== DATA SECTION ==
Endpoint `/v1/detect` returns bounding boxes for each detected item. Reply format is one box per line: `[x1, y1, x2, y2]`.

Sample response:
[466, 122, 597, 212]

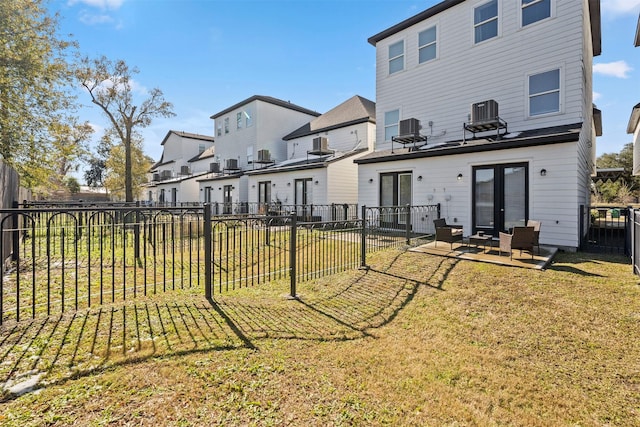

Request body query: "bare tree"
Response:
[76, 56, 175, 202]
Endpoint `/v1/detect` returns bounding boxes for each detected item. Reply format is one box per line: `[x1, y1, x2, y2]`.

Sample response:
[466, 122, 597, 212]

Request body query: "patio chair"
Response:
[433, 218, 462, 249]
[527, 219, 542, 253]
[500, 227, 535, 259]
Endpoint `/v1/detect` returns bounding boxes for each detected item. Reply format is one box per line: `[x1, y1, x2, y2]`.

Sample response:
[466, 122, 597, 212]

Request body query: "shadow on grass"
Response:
[0, 249, 456, 402]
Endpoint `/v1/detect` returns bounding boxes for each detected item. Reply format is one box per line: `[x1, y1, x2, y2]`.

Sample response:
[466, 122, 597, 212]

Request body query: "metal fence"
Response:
[0, 205, 439, 324]
[580, 206, 632, 255]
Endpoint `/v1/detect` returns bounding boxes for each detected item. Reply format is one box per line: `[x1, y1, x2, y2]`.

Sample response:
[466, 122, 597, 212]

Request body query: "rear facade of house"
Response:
[356, 0, 600, 249]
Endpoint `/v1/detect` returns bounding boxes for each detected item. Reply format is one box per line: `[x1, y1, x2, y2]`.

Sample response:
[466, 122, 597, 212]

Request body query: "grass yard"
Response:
[0, 250, 640, 427]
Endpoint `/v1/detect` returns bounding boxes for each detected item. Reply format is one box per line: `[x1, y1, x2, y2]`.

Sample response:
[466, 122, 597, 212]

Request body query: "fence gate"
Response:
[580, 206, 632, 255]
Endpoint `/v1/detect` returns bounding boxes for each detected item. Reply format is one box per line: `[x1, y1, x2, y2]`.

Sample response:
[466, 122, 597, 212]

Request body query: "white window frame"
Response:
[525, 67, 564, 118]
[387, 39, 405, 75]
[471, 0, 500, 45]
[519, 0, 555, 28]
[418, 24, 439, 64]
[384, 108, 401, 142]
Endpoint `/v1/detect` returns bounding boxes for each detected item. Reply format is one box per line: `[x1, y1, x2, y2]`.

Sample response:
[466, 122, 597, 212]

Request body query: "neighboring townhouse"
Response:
[627, 14, 640, 175]
[197, 95, 320, 214]
[356, 0, 601, 250]
[144, 130, 214, 206]
[247, 95, 376, 220]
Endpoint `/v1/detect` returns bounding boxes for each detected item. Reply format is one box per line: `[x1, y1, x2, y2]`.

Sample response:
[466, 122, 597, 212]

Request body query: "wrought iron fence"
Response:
[0, 205, 439, 324]
[580, 206, 631, 255]
[0, 207, 204, 323]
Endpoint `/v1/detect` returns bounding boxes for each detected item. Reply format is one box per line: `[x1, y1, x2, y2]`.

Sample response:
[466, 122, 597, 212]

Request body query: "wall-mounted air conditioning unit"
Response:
[225, 159, 238, 170]
[312, 136, 331, 154]
[471, 99, 498, 124]
[399, 119, 420, 137]
[258, 150, 271, 163]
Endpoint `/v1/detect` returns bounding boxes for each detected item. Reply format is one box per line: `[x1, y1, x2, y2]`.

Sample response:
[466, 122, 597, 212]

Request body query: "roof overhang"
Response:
[627, 103, 640, 133]
[593, 106, 602, 136]
[354, 123, 582, 164]
[367, 0, 604, 56]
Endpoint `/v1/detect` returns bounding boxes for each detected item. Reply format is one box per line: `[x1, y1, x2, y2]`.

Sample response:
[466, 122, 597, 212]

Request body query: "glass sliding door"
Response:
[294, 178, 313, 221]
[472, 163, 529, 236]
[380, 172, 412, 228]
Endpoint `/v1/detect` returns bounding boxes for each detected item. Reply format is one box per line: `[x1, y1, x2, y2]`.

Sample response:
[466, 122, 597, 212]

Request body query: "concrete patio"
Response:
[410, 240, 558, 270]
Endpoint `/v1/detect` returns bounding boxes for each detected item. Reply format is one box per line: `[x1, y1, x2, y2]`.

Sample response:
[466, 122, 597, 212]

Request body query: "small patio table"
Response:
[467, 234, 493, 252]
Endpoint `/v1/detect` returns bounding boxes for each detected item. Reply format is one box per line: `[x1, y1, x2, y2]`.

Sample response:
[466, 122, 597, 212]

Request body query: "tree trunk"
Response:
[124, 126, 133, 202]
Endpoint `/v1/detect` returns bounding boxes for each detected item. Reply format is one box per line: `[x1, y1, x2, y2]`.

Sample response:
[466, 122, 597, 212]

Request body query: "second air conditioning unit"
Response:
[226, 159, 238, 170]
[258, 150, 271, 163]
[399, 119, 420, 137]
[471, 99, 498, 124]
[312, 136, 330, 154]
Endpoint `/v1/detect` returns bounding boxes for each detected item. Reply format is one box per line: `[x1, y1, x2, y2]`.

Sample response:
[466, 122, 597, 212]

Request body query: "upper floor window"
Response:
[384, 110, 400, 141]
[529, 69, 560, 116]
[418, 26, 437, 64]
[522, 0, 551, 27]
[389, 40, 404, 74]
[473, 0, 498, 43]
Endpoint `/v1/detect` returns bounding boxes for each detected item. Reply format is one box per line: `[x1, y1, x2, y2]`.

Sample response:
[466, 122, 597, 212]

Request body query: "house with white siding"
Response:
[144, 130, 214, 206]
[355, 0, 601, 250]
[197, 95, 320, 213]
[246, 95, 376, 220]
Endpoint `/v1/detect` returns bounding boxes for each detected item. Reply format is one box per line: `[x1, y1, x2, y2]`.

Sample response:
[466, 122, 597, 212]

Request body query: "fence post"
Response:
[404, 204, 411, 245]
[11, 200, 18, 262]
[360, 205, 369, 270]
[202, 203, 213, 299]
[289, 211, 298, 299]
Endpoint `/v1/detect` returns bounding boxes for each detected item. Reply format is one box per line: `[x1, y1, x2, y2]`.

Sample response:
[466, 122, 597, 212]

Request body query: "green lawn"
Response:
[0, 250, 640, 427]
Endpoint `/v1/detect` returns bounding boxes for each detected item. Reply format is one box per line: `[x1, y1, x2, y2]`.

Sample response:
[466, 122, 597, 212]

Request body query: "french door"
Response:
[222, 185, 233, 214]
[380, 172, 411, 228]
[294, 178, 313, 221]
[472, 163, 529, 236]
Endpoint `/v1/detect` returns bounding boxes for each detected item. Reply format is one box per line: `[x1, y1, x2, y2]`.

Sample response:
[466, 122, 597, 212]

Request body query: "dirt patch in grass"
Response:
[0, 250, 640, 426]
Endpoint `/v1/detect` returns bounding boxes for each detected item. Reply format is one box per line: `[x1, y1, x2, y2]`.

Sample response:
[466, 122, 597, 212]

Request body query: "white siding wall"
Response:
[287, 123, 375, 159]
[376, 0, 590, 149]
[358, 143, 582, 248]
[215, 100, 315, 169]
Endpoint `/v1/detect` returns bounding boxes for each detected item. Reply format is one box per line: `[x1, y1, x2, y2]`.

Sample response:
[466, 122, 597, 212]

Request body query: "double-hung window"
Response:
[473, 0, 498, 43]
[389, 40, 404, 74]
[418, 26, 437, 64]
[384, 110, 400, 141]
[521, 0, 551, 27]
[529, 69, 560, 116]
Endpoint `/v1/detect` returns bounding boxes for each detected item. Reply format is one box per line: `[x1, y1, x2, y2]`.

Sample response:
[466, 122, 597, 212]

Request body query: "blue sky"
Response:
[49, 0, 640, 177]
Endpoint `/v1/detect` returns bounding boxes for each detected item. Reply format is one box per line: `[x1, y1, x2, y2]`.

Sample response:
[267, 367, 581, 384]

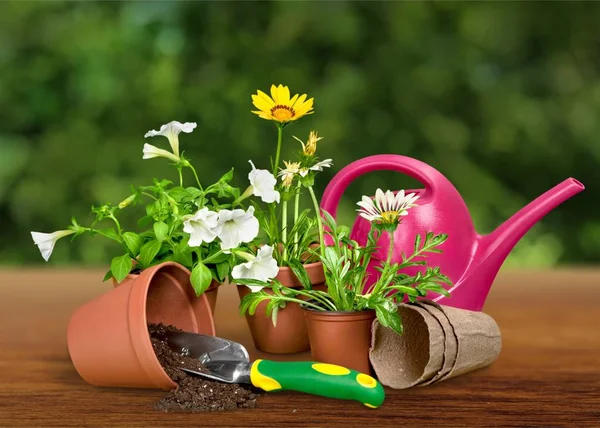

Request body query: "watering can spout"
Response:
[477, 178, 584, 264]
[448, 178, 585, 310]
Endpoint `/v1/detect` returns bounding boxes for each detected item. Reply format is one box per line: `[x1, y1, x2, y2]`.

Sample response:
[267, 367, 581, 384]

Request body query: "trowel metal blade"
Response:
[165, 332, 250, 364]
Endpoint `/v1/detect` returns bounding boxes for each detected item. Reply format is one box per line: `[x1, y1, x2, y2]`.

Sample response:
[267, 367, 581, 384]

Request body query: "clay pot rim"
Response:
[128, 261, 215, 390]
[278, 260, 323, 270]
[300, 305, 375, 317]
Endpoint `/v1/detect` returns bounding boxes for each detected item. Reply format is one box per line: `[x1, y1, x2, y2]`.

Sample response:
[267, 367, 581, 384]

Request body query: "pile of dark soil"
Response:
[148, 324, 258, 412]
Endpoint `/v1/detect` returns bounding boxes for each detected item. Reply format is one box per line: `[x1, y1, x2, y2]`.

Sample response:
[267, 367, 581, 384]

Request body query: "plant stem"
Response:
[188, 163, 204, 193]
[142, 192, 158, 201]
[108, 214, 122, 238]
[81, 226, 123, 244]
[273, 125, 283, 176]
[294, 183, 302, 254]
[385, 231, 395, 266]
[294, 290, 337, 311]
[308, 186, 325, 256]
[279, 297, 326, 311]
[281, 201, 287, 261]
[369, 231, 395, 293]
[204, 250, 223, 264]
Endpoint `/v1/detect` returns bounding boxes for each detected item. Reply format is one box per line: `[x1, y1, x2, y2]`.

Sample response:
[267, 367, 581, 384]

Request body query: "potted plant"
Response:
[240, 189, 451, 373]
[233, 85, 332, 353]
[31, 122, 278, 389]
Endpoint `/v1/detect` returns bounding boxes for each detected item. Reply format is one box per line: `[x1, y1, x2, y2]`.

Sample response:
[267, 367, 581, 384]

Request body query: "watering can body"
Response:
[321, 155, 584, 311]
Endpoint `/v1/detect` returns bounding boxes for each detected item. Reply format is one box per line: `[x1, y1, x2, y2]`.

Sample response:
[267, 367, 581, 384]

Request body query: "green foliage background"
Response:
[0, 1, 600, 266]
===
SHORT EXERCISE:
Rewrite the rows above as a numbered list, from the first line of the rows up to and including the line with "[0, 249, 456, 402]", skipping blank lines and leaving the pictures out.

REPLY:
1. Endpoint `/v1/detect` returns bounding boxes for each detected item. Reply format is one box per line: `[x1, y1, x2, y2]`.
2. Sample response:
3. [466, 122, 597, 212]
4. Request body query: "bare tree"
5. Response:
6. [76, 56, 175, 202]
7. Endpoint `/v1/detect` returns bounding boxes for each detected item. Reply format is one box per line: `[x1, y1, x2, y2]`.
8. Sample response:
9. [466, 122, 597, 212]
10. Request body query: "patio chair"
11. Response:
12. [433, 218, 462, 249]
13. [527, 219, 542, 253]
14. [500, 227, 535, 259]
15. Endpoint `/v1/detect` returns bounding boxes for each detected item. Reply format is one box per line: `[x1, y1, x2, y2]`.
16. Sample response:
17. [466, 122, 597, 212]
18. Request body query: "shadow on grass"
19. Response:
20. [0, 249, 456, 402]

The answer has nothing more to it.